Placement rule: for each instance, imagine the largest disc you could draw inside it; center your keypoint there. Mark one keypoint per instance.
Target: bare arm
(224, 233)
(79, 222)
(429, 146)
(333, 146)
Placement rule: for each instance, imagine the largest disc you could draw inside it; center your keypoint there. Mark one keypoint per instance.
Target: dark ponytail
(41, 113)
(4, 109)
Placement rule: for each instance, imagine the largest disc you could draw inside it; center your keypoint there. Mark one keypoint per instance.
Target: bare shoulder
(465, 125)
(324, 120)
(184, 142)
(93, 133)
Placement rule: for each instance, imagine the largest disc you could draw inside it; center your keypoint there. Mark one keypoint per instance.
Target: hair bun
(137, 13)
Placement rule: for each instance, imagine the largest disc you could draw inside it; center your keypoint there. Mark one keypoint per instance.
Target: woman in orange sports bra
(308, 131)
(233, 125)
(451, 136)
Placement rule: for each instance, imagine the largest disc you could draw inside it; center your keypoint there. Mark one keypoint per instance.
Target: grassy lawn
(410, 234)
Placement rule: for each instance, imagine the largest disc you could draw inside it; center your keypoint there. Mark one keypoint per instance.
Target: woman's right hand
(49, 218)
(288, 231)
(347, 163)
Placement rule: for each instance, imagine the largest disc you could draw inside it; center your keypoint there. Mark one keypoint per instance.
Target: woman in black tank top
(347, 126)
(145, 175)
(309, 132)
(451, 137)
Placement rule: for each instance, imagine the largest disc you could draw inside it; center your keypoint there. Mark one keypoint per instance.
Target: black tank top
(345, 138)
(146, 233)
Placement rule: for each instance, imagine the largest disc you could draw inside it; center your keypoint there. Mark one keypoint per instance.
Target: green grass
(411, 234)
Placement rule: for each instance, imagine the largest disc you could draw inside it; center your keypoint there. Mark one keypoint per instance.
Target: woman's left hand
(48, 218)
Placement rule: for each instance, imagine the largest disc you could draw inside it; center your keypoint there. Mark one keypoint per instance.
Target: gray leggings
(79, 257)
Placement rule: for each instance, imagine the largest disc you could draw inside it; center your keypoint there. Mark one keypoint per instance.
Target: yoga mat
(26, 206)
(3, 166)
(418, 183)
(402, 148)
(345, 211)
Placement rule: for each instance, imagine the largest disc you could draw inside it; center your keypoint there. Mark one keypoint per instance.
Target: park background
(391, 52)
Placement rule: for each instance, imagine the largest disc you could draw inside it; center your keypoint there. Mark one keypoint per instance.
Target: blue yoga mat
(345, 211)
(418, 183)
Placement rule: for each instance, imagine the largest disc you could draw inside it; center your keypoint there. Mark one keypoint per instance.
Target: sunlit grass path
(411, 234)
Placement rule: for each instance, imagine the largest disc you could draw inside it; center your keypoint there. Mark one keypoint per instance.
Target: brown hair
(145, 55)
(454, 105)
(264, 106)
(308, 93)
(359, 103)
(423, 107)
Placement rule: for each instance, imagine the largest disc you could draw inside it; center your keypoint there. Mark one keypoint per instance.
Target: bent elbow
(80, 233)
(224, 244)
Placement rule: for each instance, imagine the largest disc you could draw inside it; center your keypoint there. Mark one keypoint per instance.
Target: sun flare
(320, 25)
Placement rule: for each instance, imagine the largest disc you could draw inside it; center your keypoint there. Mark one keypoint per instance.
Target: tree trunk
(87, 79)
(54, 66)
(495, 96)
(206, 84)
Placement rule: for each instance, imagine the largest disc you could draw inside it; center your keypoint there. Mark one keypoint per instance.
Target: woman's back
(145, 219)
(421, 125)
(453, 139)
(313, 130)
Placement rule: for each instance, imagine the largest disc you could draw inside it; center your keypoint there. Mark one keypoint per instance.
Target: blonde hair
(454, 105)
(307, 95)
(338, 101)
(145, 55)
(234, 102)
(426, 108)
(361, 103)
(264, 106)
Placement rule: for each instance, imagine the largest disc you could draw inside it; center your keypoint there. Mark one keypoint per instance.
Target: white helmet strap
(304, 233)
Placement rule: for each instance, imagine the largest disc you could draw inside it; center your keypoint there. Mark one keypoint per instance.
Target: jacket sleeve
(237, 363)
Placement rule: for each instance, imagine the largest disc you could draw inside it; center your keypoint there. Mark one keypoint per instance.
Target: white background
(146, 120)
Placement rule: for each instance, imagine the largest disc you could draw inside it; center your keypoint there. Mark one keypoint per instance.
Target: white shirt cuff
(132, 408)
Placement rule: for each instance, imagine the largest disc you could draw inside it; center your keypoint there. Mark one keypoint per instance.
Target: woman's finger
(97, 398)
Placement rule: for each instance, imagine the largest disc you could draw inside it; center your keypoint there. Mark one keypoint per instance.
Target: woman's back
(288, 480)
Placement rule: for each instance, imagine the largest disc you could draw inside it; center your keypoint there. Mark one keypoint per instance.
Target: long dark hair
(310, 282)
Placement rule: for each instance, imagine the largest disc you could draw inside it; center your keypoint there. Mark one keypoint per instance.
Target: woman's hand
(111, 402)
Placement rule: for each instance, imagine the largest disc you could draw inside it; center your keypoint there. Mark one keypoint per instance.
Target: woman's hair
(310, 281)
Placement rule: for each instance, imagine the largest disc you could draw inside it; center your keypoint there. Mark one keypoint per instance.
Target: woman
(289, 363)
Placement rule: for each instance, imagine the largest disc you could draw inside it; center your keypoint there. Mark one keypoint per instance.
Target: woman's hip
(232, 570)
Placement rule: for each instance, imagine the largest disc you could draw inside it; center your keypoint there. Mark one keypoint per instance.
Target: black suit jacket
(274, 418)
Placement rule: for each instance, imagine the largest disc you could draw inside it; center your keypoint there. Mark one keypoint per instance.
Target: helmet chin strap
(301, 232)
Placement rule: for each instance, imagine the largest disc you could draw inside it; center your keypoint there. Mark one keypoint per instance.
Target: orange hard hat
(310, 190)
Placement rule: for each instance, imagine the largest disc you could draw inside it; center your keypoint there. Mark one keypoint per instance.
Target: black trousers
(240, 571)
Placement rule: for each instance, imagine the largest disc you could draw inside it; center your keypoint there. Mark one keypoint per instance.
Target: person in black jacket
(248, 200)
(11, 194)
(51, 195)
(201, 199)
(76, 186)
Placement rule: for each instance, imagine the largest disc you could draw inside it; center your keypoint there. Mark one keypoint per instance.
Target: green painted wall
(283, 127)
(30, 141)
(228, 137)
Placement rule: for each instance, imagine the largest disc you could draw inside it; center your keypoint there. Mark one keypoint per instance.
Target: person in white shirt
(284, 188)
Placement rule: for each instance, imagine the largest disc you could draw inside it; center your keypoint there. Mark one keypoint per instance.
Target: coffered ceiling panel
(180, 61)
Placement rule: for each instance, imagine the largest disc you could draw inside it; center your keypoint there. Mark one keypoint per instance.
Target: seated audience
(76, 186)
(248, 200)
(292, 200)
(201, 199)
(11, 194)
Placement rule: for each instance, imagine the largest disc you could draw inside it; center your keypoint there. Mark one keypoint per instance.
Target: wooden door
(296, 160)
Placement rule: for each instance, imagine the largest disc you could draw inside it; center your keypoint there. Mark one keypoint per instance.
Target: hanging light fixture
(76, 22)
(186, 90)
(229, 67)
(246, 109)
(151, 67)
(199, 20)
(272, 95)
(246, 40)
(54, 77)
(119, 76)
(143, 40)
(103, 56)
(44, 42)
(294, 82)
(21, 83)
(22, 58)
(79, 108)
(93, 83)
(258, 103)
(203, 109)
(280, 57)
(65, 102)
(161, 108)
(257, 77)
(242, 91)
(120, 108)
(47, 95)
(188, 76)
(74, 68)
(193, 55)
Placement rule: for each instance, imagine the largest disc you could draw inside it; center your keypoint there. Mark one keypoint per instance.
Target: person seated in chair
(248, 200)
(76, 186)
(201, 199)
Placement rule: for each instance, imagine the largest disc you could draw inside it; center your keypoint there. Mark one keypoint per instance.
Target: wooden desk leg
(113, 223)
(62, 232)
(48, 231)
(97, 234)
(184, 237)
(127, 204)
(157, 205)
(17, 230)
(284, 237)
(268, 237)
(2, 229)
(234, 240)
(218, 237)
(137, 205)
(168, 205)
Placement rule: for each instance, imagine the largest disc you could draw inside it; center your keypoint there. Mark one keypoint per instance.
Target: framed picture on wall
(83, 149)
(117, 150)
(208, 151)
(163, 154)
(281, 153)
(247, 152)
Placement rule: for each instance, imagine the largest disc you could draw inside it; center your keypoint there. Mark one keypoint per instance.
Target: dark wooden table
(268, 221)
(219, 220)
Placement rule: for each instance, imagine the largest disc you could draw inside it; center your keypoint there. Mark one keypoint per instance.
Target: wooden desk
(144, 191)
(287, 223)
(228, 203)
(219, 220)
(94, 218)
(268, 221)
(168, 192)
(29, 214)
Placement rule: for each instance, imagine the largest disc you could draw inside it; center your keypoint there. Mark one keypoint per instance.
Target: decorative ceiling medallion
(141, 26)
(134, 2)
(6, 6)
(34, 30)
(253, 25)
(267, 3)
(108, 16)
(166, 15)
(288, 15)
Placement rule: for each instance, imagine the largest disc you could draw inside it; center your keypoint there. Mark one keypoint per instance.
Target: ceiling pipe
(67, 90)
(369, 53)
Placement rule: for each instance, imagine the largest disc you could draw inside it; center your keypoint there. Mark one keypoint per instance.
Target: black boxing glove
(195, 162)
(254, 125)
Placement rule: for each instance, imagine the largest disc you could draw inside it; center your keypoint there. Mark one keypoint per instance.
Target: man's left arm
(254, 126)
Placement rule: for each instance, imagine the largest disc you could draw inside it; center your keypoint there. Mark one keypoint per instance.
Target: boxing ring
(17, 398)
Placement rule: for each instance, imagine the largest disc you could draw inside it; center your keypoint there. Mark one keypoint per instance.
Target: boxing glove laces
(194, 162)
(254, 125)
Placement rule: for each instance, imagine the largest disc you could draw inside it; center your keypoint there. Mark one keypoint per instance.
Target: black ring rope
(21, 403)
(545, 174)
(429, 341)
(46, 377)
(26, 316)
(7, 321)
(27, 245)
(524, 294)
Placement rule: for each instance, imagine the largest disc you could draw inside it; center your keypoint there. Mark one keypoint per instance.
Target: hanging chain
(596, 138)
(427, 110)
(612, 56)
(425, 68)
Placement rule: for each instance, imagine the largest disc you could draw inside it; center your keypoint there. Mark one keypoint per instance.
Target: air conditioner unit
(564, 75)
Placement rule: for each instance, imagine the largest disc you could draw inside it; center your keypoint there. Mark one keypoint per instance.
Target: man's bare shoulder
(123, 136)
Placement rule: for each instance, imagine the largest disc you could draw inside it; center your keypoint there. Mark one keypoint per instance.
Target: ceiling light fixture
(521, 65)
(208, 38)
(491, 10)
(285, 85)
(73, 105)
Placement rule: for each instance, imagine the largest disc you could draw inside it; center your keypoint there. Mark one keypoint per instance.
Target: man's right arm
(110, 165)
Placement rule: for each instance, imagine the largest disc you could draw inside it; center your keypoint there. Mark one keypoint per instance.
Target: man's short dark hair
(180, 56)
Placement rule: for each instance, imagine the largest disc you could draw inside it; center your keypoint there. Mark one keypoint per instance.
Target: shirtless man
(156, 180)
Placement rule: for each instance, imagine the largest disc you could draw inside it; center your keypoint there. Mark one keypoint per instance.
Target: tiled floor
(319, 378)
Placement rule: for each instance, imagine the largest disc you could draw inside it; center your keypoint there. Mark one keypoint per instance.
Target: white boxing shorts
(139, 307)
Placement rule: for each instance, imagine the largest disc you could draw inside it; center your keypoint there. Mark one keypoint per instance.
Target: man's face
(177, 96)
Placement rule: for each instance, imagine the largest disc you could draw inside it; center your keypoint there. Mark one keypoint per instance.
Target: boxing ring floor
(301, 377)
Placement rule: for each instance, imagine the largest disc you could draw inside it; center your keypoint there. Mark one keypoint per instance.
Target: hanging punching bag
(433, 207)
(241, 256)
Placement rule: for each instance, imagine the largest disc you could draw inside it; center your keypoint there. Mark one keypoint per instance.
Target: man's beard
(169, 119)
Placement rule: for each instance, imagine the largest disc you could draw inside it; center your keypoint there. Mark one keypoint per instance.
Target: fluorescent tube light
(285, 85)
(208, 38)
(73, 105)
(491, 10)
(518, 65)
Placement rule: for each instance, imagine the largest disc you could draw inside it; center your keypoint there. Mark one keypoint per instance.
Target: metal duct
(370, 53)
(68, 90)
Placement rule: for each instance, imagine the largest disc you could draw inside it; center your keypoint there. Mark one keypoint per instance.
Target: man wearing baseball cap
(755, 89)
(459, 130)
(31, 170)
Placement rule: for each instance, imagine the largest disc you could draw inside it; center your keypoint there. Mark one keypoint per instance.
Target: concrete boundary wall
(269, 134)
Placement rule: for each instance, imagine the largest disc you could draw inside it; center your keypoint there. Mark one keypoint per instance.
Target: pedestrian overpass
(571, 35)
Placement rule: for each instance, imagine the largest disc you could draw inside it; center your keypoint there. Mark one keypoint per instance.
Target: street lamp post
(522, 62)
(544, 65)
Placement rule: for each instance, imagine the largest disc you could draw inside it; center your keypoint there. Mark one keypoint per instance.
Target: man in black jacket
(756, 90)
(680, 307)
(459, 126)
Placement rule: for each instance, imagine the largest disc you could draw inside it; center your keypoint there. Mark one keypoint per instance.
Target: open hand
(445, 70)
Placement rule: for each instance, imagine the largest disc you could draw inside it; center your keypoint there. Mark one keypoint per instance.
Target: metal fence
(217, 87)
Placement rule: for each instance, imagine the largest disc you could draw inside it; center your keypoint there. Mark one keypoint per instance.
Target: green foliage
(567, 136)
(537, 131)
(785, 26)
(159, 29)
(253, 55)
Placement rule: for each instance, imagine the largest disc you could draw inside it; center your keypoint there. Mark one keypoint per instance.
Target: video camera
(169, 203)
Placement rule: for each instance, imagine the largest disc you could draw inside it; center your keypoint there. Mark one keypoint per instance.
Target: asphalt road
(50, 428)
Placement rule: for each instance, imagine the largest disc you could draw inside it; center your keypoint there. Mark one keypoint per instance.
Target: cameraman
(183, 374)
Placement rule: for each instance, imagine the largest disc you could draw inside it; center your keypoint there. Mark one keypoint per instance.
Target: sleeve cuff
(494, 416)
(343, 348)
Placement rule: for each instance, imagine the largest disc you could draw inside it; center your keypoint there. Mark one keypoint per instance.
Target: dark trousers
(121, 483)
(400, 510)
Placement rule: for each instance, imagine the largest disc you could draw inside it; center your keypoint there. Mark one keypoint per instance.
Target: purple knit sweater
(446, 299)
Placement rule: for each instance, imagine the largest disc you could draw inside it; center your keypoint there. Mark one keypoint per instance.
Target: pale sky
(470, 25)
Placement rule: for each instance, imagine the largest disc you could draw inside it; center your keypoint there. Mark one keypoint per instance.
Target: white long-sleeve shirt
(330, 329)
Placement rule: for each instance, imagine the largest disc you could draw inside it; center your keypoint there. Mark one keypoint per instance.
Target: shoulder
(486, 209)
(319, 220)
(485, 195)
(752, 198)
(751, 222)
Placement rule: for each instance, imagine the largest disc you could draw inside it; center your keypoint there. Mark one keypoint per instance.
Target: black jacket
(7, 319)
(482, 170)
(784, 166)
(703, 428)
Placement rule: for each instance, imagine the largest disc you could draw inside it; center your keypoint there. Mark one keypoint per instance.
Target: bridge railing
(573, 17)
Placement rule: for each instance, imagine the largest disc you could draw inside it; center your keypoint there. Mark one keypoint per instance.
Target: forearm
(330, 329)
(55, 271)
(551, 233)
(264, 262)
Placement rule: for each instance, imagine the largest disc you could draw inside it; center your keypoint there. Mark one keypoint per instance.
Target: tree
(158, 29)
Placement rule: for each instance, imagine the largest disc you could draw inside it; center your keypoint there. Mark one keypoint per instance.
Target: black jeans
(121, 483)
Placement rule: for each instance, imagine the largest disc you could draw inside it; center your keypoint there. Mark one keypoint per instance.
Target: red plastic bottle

▶ **TASK**: All lines from the one with "Target: bridge railing" through the end of the records need to be copied exactly, and no other lines.

▶ **ANSWER BOX**:
Target: bridge railing
(573, 17)
Placement rule: for each instance, imagine the largest disc you could draw inside it; center your keypoint there. Mark one keypoint per instance.
Target: forearm
(330, 329)
(55, 271)
(551, 233)
(264, 262)
Placement rule: for each instance, imagine the largest disc you could draw inside it; center your keypoint there. Mark one keypoint per instance.
Target: tree
(158, 29)
Placement rule: for each instance, imagine the largest disc you could draw inside it; center your keypoint there. Mark one keypoint per instance.
Target: black jeans
(121, 483)
Placement rule: for each instance, imagine the largest disc you could draw inside it; center your keypoint there. Mark one keypoint per instance.
Target: red plastic bottle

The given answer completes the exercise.